======== Texto dado

Camila Reyes del Toro es una vieja amiga mía que hoy está en la cárcel, por el escándalo del programa Agro Ingreso Seguro (AIS). Camila fue mi alumna y luego trabajó conmigo. Después seguí su carrera profesional, que, fuera del Ministerio de Agricultura, incluyó la Federación Nacional de Cafeteros. Camila es una mujer inteligente, pila, alegre y encantadora. Simplemente no puedo creer que haya hecho algo malo a conciencia, y me parece increíble que esté ahora en la cárcel.
Soy profesor del curso de Ética, Justicia y Políticas Públicas en la Escuela de Gobierno de la Universidad de los Andes. El de AIS y Camila se convierte en un perfecto caso de estudio para mi curso. Mis estudiantes creen muy mayoritariamente que en el caso AIS hubo algo turbio. Lo sé porque les pedí que escribieran un ensayo sobre el tema. La opinión de mis estudiantes seguramente refleja la opinión del país: no muy informada, pero condenatoria de lo que pasó con el programa. Yo también formo parte de los que piensan que en este programa hubo algo turbio. Por eso celebro que la justicia se encargue del caso, aunque me parece que el problema es más político que judicial. También me preocupa enormemente que aquí no se castigue a quienes corresponde, y como corresponde. Como alguien escribió en una red social, aquí se está sacrificando a los técnicos y no se está juzgando a los jefes responsables. Eso no puede ser.
Desde mi punto de vista, el programa AIS fue un programa mal concebido, y por lo tanto propenso a problemas de implementación. El programa fue una respuesta a la oposición interna que surgió a la negociación del tratado de libre comercio (TLC) con Estados Unidos. El sector agropecuario se vio como uno de los principales afectados por el tratado, y logró que el gobierno diseñara el programa AIS. Para ponerlo en plata blanca, el gobierno compró al agro con el AIS, para evitar que se opusiera al TLC. La idea era que el agro tuviera su ingreso asegurado, incluso si ve veía afectado por el TLC. De ahí el nombre del programa: Agro Ingreso Seguro. Ya quisieran otros sectores de la economía tener su ingreso asegurado. El programa se concibió como unos subsidios en efectivo para el agro, que se otorgaron, oh ironía, incluso antes de que el TLC fuera aprobado, cosa que todavía seguimos esperando. Es decir, el programa dejó de ser una medida correctiva de los efectos del TLC, para convertirse en una política de subsidios directos al sector, independiente del TLC.

================
======== Material entregado

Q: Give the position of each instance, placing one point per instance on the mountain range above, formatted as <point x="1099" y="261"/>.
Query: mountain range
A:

================

◆ **Tarea pedida A**
Di si cada afirmación coincide con el texto sobre Agro Ingreso Seguro. Contesta sí o no y copia entre comillas las palabras del texto que lo deciden.
(i) Camila fue alumna de quien escribe.
(ii) Los subsidios del programa empezaron a darse después de aprobado el TLC.
(iii) Quien escribe da clases en la Universidad de los Andes.
◆ **Tarea pedida B**
Anota todas las palabras que describen a Camila en la frase del texto sobre Agro Ingreso Seguro que empieza con «Camila es una mujer».
◆ **Tarea pedida C**
Copia del texto sobre Agro Ingreso Seguro la parte que empieza con las palabras "Camila Reyes del" y termina con "en la cárcel.".

◆ **Resultado final A**
(i) Sí: «Camila fue mi alumna y luego trabajó conmigo.»
(ii) No: «que se otorgaron, oh ironía, incluso antes de que el TLC fuera aprobado»
(iii) Sí: «Soy profesor del curso de Ética, Justicia y Políticas Públicas en la Escuela de Gobierno de la Universidad de los Andes.»

◆ **Resultado final B**
inteligente, pila, alegre, encantadora

◆ **Resultado final C**
Camila Reyes del Toro es una vieja amiga mía que hoy está en la cárcel, por el escándalo del programa Agro Ingreso Seguro (AIS). Camila fue mi alumna y luego trabajó conmigo. Después seguí su carrera profesional, que, fuera del Ministerio de Agricultura, incluyó la Federación Nacional de Cafeteros. Camila es una mujer inteligente, pila, alegre y encantadora. Simplemente no puedo creer que haya hecho algo malo a conciencia, y me parece increíble que esté ahora en la cárcel.